[THE DATA Boundary: Start]
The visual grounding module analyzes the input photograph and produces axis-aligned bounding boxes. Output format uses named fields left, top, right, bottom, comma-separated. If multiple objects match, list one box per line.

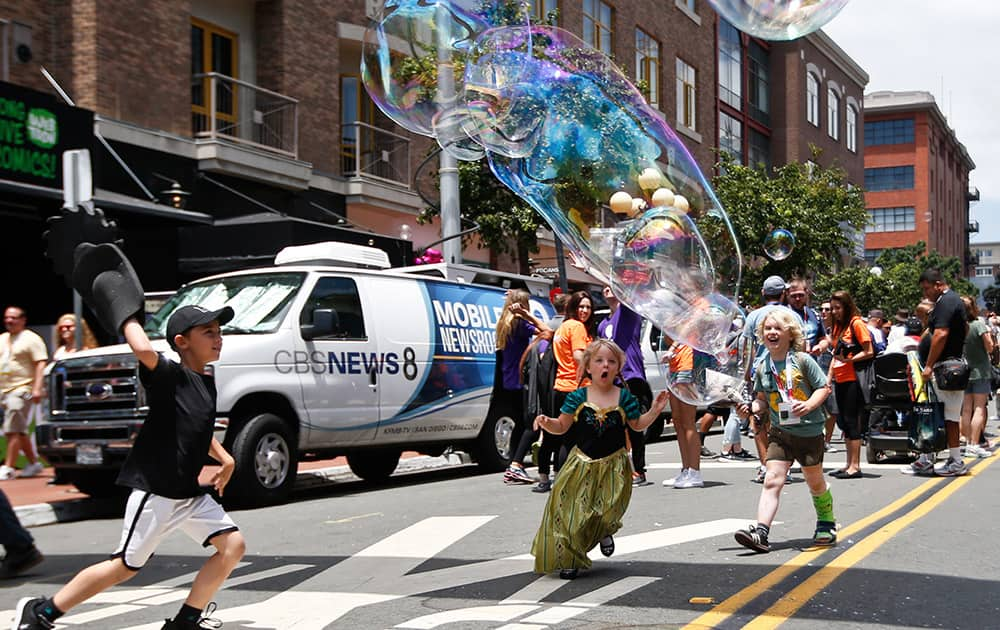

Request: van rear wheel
left=229, top=413, right=297, bottom=506
left=347, top=450, right=401, bottom=481
left=474, top=412, right=513, bottom=472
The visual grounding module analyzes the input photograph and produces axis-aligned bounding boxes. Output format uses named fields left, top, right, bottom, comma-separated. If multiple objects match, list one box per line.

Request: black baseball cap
left=166, top=305, right=234, bottom=350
[THE DATA Boundary: End]
▶ [WHAT THE EXERCISE ASKS]
Repeat exactly the lines from the one containing "Request: van rear wheel" through the last line of the records above, both included, and nothing else.

▶ [RESPONSE FOR THIS EXERCISE]
Request: van rear wheel
left=229, top=413, right=297, bottom=506
left=347, top=450, right=401, bottom=481
left=474, top=412, right=513, bottom=472
The visual grounding module analyzes the input photograph and produces axis-aligned bounding boxes. Output format uses named fields left, top, right, bottom, comma-separated. If multiple objects match, list one box per line.

Request: black baseball cap
left=166, top=305, right=234, bottom=350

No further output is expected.